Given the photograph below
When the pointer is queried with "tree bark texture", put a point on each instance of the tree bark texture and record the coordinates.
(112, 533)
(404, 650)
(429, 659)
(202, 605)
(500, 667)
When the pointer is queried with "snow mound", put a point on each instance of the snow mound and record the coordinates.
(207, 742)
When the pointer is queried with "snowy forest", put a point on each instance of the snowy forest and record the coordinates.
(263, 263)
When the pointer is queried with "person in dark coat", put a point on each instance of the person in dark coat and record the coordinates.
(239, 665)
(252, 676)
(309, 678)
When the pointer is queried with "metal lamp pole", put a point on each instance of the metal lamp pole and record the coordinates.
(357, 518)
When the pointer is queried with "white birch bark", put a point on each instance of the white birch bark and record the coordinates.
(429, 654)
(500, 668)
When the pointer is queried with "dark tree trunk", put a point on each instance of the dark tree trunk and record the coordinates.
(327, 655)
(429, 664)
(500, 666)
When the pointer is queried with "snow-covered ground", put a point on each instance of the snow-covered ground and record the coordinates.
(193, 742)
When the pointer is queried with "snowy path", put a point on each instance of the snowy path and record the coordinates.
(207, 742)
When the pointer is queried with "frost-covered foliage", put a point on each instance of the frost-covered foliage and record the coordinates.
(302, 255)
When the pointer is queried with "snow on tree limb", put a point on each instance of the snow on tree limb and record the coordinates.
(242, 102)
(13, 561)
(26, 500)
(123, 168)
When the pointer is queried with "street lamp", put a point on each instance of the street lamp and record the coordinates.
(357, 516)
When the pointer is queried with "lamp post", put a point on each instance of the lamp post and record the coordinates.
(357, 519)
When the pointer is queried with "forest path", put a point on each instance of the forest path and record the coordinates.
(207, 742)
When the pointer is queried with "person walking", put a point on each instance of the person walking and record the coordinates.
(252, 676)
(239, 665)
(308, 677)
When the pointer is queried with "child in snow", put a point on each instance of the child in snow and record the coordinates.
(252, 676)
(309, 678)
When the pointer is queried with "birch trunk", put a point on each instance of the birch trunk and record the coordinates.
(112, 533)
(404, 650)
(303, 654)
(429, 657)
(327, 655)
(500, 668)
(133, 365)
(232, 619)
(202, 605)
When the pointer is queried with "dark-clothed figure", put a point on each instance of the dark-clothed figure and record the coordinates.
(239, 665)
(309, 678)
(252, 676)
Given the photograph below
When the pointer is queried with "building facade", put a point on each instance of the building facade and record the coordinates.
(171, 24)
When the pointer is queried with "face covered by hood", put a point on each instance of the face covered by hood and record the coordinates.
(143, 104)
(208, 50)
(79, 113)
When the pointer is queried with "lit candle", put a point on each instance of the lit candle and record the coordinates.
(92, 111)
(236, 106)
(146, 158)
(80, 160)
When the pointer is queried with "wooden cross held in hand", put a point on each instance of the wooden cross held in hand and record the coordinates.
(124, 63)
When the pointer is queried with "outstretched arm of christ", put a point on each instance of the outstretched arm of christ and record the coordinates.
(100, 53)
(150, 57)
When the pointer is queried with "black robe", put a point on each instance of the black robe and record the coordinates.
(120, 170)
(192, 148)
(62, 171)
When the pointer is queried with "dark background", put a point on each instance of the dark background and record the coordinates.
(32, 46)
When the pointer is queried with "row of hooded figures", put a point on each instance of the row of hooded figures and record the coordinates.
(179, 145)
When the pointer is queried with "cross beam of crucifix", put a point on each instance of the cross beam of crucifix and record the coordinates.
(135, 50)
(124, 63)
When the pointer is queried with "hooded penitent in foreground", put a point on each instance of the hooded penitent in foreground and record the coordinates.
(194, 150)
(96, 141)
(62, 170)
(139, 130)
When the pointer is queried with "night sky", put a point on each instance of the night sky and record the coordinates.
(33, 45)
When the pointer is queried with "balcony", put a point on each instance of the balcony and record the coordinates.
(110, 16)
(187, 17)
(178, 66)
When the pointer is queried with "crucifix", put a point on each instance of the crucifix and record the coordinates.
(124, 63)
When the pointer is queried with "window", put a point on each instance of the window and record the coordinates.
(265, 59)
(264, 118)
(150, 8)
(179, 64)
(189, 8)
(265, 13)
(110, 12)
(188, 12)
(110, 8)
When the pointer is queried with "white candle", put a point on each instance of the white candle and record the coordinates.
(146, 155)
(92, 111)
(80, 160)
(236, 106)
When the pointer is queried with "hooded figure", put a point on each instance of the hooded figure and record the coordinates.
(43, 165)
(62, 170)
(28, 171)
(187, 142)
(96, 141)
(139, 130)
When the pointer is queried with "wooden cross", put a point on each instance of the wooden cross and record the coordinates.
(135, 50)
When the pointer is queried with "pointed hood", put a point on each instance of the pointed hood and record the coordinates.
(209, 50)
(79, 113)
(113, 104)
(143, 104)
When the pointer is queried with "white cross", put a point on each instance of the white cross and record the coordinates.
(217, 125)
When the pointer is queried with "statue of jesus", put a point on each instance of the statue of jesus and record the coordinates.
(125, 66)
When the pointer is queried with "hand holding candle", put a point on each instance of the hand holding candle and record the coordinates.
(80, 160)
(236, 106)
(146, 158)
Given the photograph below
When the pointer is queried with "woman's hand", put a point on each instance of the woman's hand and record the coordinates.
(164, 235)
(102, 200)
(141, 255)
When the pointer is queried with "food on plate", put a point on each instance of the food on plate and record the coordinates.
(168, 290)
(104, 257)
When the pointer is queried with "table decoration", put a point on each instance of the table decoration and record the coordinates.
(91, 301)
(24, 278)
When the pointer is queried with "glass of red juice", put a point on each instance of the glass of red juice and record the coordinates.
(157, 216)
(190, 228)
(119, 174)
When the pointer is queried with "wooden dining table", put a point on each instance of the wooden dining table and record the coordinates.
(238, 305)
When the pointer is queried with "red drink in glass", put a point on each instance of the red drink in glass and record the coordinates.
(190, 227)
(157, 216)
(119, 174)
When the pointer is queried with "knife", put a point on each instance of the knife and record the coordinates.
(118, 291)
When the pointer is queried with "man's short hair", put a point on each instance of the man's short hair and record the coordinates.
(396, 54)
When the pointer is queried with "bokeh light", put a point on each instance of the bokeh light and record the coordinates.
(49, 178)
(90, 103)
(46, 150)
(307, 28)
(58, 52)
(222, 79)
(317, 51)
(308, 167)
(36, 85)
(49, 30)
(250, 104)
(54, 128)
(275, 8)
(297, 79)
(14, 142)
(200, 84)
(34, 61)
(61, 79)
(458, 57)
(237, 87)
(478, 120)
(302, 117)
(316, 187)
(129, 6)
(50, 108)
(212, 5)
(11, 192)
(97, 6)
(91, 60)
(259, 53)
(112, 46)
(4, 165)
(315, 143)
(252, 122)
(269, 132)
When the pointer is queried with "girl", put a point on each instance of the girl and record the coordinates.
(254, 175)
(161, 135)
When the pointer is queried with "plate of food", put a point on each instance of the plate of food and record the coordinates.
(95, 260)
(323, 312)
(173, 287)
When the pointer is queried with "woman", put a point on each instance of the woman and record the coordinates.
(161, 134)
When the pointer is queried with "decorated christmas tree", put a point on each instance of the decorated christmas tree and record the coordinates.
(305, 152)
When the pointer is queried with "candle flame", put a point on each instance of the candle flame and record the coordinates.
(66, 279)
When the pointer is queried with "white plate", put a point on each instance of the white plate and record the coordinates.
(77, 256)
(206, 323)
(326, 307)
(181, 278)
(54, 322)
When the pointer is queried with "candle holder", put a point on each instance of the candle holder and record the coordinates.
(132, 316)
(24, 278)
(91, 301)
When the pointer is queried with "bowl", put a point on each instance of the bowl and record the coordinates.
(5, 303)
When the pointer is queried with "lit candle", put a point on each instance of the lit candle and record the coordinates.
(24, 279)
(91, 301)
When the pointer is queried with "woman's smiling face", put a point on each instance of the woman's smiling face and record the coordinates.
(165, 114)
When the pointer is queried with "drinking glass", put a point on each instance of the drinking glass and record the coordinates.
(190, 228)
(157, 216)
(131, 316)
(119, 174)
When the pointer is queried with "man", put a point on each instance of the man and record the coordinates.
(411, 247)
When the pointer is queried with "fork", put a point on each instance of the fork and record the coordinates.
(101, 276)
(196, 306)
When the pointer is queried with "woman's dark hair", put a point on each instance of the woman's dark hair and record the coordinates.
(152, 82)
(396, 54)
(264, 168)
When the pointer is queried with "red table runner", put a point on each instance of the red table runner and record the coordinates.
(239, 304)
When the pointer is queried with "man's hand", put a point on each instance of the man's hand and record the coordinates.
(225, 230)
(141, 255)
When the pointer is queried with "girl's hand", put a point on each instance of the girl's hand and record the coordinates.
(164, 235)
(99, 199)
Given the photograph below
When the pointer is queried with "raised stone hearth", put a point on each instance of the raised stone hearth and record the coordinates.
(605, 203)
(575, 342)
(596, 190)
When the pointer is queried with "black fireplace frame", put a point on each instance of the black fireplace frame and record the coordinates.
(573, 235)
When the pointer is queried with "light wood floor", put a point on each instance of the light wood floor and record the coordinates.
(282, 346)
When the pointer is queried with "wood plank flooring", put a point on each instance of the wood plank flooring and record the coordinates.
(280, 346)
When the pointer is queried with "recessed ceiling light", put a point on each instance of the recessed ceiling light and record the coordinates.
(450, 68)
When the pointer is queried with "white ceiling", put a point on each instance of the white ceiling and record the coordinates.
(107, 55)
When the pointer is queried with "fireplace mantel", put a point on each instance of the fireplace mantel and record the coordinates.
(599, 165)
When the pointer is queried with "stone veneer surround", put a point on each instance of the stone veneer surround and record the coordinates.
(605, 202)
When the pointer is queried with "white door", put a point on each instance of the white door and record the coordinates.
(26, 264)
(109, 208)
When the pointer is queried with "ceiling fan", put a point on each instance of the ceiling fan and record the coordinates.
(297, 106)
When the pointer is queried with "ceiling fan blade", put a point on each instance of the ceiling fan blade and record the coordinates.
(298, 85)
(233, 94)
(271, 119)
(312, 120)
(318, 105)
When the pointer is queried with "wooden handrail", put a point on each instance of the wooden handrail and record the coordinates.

· · · · ·

Task objective | Nothing but the lines from the line with "surround and record the coordinates." to the last line of the listing above should appear; please retype them exactly, both ends included.

Task result |
When the pointer is queried with "stone veneer surround", put a point on each instance of the stone veneer surround and record the coordinates.
(605, 202)
When the pointer is queried with "white door", put a point on each instance of the white door and record the coordinates.
(26, 264)
(109, 208)
When the pointer is queried with "ceiling fan", put a point on each instance of the ceiling fan and record the coordinates.
(297, 106)
When the pointer is queried with "ceiling fan blade", put a point on each instance of the ceiling fan blade and record the coordinates.
(298, 85)
(233, 94)
(271, 119)
(312, 120)
(318, 105)
When the pointer is queried with "wooden handrail", put a point on each instance of the wooden handrail and record the coordinates.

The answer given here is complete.